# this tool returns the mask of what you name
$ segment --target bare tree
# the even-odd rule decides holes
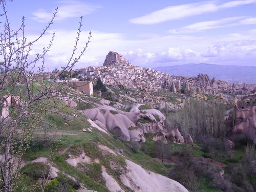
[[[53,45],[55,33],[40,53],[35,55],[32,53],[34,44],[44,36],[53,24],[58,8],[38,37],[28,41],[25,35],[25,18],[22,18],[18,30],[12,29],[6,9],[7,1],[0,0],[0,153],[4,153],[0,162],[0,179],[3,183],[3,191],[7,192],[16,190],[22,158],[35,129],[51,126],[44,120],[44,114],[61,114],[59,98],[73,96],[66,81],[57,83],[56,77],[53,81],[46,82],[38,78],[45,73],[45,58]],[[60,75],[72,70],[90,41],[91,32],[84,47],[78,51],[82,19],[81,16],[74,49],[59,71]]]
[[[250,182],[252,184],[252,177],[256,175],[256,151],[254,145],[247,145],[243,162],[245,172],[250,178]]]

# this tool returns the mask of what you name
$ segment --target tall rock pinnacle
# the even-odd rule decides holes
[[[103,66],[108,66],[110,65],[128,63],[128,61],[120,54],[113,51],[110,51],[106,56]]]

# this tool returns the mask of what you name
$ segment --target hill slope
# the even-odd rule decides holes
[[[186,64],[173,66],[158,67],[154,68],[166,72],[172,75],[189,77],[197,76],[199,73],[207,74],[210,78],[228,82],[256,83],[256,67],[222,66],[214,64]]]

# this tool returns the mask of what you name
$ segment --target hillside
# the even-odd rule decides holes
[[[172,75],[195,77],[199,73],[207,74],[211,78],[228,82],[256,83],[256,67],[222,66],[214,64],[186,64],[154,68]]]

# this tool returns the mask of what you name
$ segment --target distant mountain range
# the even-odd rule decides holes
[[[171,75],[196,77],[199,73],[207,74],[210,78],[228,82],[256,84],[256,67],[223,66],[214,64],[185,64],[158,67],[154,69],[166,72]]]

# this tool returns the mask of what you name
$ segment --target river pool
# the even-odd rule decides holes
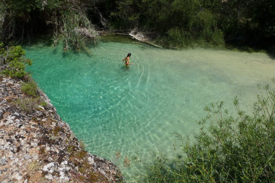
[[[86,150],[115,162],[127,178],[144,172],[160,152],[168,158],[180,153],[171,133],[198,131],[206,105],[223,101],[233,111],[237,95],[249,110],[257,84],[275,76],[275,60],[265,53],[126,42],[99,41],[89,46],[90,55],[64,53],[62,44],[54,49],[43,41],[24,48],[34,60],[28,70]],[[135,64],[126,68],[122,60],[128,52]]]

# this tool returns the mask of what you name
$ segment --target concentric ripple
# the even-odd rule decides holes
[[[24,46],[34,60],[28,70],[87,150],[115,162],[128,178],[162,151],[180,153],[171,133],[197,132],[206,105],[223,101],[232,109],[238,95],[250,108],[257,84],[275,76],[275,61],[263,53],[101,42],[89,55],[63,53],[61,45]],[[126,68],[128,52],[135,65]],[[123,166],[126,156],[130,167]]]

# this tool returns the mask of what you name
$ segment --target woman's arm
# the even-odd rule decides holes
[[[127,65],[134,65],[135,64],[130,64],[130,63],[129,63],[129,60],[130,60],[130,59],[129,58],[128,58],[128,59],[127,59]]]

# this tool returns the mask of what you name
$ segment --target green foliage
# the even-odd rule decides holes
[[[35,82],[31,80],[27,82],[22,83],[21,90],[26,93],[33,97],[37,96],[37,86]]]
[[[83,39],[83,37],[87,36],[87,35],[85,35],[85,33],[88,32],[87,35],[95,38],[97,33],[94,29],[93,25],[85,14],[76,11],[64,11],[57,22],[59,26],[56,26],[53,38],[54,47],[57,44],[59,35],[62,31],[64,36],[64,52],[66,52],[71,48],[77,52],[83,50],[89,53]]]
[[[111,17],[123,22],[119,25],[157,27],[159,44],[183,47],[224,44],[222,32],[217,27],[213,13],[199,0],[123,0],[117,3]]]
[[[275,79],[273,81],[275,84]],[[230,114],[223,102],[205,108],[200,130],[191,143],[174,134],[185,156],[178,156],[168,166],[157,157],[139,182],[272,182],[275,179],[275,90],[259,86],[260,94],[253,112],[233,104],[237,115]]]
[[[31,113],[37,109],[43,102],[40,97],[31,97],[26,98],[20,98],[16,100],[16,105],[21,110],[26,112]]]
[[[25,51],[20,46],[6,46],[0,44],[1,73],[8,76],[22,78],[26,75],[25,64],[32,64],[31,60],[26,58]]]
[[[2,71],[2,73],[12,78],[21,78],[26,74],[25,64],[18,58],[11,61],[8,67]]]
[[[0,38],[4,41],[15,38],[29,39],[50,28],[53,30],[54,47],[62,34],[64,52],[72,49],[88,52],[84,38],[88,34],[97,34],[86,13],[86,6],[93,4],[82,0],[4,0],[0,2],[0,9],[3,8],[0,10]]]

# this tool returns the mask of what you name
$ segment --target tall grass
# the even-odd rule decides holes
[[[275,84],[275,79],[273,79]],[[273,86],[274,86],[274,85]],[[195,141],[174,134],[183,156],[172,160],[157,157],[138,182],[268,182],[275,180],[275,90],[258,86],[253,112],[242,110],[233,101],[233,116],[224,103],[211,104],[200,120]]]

────

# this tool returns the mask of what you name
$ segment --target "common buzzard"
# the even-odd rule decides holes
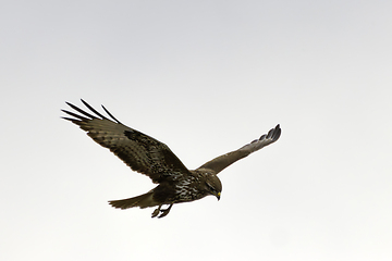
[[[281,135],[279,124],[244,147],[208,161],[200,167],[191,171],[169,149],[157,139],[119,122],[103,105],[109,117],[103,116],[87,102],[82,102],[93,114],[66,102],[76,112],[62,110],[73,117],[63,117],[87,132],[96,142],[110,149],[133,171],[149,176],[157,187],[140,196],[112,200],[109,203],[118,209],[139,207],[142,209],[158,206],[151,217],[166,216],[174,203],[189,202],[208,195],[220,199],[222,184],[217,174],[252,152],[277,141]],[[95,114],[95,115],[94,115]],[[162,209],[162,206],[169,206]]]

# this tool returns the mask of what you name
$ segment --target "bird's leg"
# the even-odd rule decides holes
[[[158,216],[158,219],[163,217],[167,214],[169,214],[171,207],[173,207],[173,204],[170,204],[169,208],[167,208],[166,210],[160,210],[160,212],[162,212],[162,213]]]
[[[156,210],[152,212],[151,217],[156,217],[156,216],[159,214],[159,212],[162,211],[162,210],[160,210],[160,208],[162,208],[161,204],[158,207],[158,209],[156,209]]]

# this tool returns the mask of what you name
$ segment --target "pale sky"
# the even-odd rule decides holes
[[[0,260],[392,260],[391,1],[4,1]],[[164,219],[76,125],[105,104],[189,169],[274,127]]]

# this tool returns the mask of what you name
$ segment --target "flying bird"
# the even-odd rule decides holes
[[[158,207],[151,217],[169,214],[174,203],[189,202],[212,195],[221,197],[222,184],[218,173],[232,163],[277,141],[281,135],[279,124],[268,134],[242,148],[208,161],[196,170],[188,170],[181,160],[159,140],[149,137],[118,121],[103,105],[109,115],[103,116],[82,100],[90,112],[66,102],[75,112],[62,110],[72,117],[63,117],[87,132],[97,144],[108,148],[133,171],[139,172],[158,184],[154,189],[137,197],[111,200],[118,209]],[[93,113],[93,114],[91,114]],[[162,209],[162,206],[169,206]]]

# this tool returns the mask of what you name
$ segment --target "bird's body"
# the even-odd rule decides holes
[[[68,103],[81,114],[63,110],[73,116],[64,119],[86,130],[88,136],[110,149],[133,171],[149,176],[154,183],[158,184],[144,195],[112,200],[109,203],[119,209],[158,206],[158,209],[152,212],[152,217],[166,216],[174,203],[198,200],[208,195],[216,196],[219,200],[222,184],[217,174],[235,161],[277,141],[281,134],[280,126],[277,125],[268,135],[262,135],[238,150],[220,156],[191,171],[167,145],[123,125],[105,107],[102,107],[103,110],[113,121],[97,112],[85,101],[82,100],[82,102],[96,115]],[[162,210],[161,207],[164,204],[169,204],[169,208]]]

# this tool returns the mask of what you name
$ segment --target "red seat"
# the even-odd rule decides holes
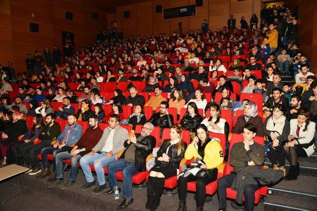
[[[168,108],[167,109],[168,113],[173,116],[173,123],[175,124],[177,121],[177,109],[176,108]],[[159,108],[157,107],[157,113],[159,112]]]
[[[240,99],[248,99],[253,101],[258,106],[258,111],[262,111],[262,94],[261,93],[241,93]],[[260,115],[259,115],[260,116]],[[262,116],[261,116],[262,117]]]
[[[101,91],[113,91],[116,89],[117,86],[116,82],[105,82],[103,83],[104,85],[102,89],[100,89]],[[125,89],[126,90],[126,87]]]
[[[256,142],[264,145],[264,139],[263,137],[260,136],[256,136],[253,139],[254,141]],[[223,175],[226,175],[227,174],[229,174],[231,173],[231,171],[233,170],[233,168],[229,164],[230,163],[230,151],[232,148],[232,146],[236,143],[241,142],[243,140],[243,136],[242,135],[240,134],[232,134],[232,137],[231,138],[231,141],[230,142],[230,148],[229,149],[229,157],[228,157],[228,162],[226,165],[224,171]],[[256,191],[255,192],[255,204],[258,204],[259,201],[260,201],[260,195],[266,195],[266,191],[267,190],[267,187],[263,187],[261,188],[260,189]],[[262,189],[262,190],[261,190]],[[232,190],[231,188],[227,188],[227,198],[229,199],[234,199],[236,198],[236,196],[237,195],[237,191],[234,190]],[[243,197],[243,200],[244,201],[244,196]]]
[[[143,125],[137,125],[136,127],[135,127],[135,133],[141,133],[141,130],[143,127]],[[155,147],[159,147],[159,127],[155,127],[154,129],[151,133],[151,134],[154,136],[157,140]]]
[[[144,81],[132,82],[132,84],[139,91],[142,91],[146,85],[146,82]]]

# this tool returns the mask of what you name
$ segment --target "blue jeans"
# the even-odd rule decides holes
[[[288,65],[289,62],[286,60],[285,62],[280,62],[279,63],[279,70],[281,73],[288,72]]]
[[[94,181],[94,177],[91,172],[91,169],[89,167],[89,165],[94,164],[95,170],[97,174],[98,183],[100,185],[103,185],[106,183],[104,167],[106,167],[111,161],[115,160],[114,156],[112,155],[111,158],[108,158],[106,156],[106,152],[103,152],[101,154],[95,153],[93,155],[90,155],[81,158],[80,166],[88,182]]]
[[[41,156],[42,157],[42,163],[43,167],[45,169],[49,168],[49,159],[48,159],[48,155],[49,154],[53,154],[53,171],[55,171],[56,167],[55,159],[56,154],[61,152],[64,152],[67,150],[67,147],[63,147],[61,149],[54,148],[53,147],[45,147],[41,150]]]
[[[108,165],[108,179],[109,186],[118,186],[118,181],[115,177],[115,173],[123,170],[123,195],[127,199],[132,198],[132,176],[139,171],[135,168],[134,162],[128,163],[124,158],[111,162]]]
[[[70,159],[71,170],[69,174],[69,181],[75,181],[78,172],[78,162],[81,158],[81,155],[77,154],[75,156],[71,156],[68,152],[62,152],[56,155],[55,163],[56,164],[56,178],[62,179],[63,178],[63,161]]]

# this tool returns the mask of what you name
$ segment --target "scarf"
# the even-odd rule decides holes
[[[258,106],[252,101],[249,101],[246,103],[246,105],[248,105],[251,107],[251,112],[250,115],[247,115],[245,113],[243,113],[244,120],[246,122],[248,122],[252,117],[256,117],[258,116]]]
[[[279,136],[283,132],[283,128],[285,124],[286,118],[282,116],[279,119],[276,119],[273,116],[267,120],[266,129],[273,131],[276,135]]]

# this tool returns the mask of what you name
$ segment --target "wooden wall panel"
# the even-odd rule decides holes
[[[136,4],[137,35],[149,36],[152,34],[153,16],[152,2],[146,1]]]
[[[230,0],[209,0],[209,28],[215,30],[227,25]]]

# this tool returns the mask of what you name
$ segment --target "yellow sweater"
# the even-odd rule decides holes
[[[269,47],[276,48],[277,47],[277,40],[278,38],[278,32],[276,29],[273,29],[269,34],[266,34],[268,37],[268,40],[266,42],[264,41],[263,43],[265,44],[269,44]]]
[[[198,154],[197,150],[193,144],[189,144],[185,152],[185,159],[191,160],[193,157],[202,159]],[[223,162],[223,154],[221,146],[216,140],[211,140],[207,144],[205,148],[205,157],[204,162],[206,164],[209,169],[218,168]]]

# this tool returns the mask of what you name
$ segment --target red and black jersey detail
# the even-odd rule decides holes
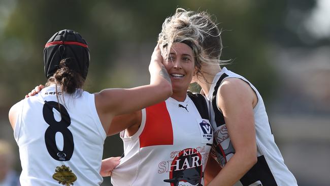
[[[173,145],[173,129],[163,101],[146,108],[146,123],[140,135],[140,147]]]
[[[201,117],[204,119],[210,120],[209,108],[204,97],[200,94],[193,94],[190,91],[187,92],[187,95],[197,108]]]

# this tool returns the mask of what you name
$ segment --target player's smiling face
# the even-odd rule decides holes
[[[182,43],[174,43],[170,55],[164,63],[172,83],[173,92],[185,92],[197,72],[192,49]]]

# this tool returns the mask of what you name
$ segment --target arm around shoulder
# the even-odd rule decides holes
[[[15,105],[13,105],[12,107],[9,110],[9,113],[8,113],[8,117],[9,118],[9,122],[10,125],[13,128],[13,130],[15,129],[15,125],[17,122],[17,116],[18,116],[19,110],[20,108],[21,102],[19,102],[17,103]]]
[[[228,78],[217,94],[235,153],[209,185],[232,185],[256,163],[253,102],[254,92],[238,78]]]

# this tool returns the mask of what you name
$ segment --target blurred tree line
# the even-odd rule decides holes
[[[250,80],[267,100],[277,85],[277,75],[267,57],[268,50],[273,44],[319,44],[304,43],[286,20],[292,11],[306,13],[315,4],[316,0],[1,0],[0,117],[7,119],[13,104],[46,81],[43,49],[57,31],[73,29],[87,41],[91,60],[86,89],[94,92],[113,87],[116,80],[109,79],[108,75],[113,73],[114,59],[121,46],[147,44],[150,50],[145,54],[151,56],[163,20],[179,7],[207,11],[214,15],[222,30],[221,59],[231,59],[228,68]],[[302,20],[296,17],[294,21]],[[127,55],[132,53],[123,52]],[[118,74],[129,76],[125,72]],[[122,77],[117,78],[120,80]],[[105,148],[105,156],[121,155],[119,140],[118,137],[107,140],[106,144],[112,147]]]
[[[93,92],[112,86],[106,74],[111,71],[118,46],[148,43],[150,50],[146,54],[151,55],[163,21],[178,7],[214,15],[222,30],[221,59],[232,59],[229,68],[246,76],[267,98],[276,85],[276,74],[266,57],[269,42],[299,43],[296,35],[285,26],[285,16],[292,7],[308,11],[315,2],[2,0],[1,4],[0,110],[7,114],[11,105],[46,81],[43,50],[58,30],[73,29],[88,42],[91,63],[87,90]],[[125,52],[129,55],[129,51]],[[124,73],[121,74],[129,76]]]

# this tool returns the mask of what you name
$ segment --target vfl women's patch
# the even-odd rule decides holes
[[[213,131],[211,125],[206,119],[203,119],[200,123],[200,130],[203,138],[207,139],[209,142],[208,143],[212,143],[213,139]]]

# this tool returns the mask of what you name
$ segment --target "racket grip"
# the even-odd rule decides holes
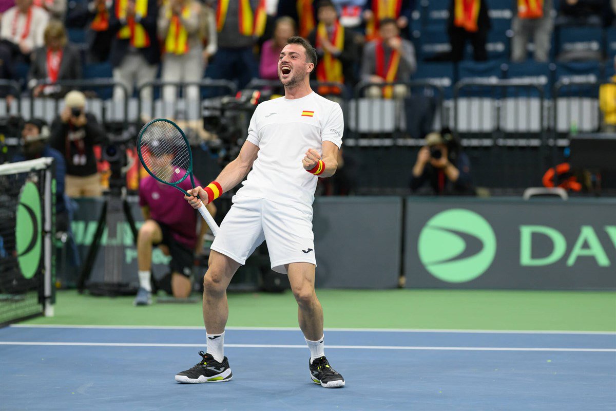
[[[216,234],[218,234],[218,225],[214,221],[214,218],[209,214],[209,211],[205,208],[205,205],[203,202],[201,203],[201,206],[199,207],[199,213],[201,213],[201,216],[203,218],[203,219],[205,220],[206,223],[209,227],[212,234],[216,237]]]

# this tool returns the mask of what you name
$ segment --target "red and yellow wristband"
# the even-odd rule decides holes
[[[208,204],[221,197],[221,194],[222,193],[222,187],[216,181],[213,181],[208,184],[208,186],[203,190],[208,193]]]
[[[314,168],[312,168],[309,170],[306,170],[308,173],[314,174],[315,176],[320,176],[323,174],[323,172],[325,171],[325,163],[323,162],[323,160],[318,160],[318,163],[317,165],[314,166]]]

────

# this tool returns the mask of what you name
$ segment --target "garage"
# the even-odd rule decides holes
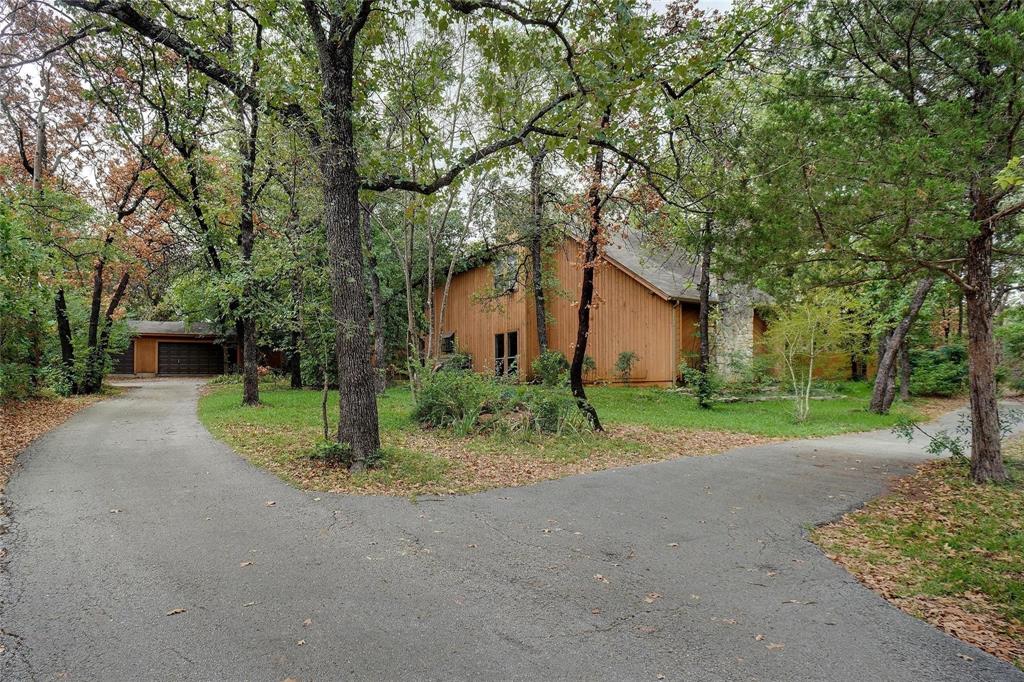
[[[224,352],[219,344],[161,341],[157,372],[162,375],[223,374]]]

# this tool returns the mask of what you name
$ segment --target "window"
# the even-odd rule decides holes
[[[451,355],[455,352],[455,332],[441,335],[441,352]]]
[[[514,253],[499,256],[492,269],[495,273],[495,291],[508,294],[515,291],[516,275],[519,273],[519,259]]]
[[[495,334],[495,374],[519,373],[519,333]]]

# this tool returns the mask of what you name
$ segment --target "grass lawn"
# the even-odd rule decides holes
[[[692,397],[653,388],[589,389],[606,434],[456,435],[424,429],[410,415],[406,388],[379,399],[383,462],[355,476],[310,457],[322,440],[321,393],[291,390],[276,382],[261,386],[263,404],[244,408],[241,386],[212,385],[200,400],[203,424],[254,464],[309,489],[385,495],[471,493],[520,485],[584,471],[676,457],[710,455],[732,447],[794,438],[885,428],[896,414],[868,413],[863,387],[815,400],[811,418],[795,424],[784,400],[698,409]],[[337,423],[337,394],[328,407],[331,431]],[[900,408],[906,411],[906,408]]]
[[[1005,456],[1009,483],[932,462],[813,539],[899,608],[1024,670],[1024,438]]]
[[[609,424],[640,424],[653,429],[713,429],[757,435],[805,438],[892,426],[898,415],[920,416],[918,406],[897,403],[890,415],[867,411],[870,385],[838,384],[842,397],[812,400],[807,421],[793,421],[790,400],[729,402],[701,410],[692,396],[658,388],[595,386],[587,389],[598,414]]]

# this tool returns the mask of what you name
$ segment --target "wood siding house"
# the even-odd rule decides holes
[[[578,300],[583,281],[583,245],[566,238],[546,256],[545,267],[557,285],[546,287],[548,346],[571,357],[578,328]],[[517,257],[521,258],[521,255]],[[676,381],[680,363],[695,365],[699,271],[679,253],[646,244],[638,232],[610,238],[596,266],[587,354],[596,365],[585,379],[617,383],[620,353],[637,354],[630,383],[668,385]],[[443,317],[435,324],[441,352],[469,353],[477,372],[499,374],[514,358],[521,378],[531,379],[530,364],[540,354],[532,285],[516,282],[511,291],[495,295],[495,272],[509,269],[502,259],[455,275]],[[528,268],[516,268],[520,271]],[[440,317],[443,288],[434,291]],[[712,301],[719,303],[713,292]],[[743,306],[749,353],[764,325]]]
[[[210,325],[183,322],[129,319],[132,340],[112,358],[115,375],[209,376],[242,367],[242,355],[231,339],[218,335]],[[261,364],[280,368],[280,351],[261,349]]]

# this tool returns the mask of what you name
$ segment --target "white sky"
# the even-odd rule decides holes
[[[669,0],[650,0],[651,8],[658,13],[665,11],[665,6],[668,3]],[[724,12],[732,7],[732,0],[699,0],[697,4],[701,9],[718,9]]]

────

Indica quante righe delle voci riportate sopra contengono la stringa "tree", tenendo conto di maiuscole e minuscole. Rispondi soltanto con il numero.

2